▶ Provided text

========

I first got a taste of cycling in the summer of 1988, when I was six years old. I don’t even know why it happened so late. But I remember exactly the place and the brand of my first bicycle: a drained rural swimming pool with a concrete basin, and a pink Spurt Extra. When the Spurt finally fell apart, I was given a touring bike from Eska. My parents chose it so I would “grow into it,” and I felt the pain of that decision every single time I dismounted. With iron regularity, my crotch met the top tube. Soon after, the invention of the mountain bike stormed into the Czech Republic, and my Eska became a laughingstock in my social bubble. It was replaced by an Author Texas. A solid chunk of honest steel—far too much for my slight build. I didn’t mind. What mattered was that it had 18 gears, flat handlebars, and knobby tires.

Cut. It was 1998 when, at the end of autumn, I ran into former elementary school classmates Libor and Venca. We agreed on a ride to the Jizera Mountains. There was already snow in the upper sections; riding alternated with walking, frost creeping under our fingernails. But the return was triumphant, our heads full of bold plans. The following year, we began escaping to the mountains regularly—into the Jizeras, along the Ještěd Ridge, and on special occasions to the Lusatian Mountains. It was a beautiful, pioneering time. My parents weren’t much into hiking, so many wonderful places in the surrounding mountains were reached by bike. I stored away memories of empty mountains, barren plateaus, remnants of dead forests, and the quiet village of Jizerka. Much has changed since then.

Cut. In 2017, I brushed a thick layer of dust off my memories. Malevil Cup, Rallye Sudety, Rychlebky, Singltrek, Zlaté návrší, Lake Garda, the Dolomites, Passo Stelvio, Passo Pordoi, Bormio, St. Moritz… Cycling was a fixed point in my life until 2014, when little Nina was born. Due to time constraints, I swapped cycling for running back then. In 2017, a gradual return began. In the spring of 2018, an icon moved into my home—a steel gravel bike by Tom Ritchey. I fell hopelessly in love with it. By the end of that year, I bought an old Author Sector and started putting together a workshop.
A few words about the workshop
The workshop is a modest refuge where a collector and amateur mechanic (both roles played by yours truly) finds calm and peace of mind, shielded from the people occupying the other spaces of our multi-generational house. My approach to refurbishing 1990s mountain bikes is constantly evolving. At the beginning, there was nothing—just memories of adolescence and a vague fondness for old machines with more or less patina, restored to full functionality and capable of tackling the challenges of the surrounding hills. Gradually came respect for the era in which these machines were created, and the need to give my collection a clear direction.

========

▶ Entries supplied
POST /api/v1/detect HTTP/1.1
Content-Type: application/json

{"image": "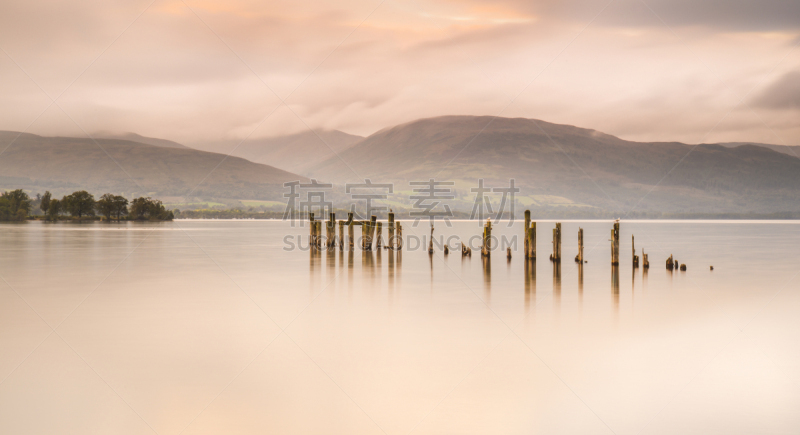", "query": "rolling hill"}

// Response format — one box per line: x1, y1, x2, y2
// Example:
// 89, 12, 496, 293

========

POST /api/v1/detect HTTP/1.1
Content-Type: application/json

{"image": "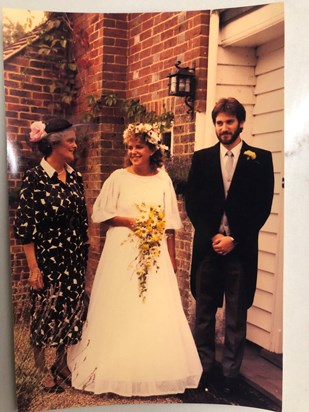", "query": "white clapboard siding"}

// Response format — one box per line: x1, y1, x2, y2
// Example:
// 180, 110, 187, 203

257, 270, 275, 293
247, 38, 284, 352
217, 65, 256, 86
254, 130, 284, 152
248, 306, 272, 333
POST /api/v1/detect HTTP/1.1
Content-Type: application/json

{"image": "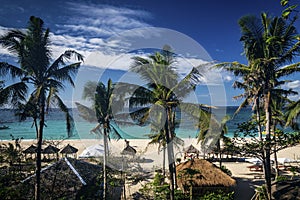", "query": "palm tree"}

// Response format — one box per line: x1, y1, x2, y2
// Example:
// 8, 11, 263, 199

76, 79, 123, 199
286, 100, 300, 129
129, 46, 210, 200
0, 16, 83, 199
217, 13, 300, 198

========

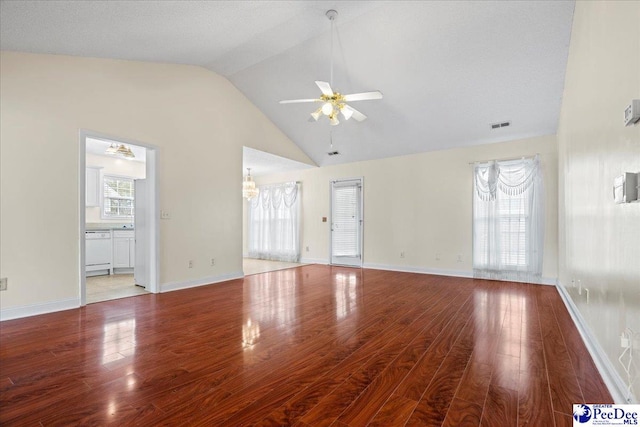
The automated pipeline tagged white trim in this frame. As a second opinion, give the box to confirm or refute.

========

▶ Short task A
Using the cycling memoir above, answer each question briefly.
(i) What was the brand and color of the first bicycle?
(ii) Which quiet village is among the stored memories of the rides in the mountains?
(iii) What bicycle moved into the home in the spring of 2018?
▶ Short task B
Resume the cycling memoir after its final sentence, carrying on the section about the workshop.

▶ Written reply A
(i) A pink Spurt Extra.
(ii) Jizerka.
(iii) A steel gravel bike by Tom Ritchey.

▶ Written reply B
I longed to head out on adventures on old machines, which in my approach led to certain concessions to modern times. Let’s be honest—1990s cycling carried a fair amount of masochism. Back then, I didn’t see it that way. Looking in the rearview mirror, I now shudder at saddles resembling torture devices, 1.95-inch off-road tires, and handlebars trimmed down to 50–55 centimeters. To this day, I try to “humanize” my bikes, though I’m no longer quite as strict. The collection is growing, and it’s beyond my power to ride them all. I build both rideable (more comfortable) and museum-grade (more authentic) pieces. I still adhere to a “period correct” philosophy, and I still consider the logical final step of any build to be taking the new machine out for at least one ride.

Hand in hand with the evolution of my restoration approach, I also refine the focus of my collection. The 1990s in the Czech Republic remain central—and always will be. Back then, I used to go gawk at the complete Author model range at the Kerda bike shop in Liberec. Once I’d had my fill, I’d buy a bus ticket to Prague and spend the entire day walking from one bike shop to another. I found their list in Velo magazine, which was my bible. Everything nicely offline. Beyond the era itself, I limit my cravings to models with frames made of noble steel. I allow myself a few exceptions—I still dream of a titanium Morati, a Kona Hei Hei, or an aluminum AMP Research B3.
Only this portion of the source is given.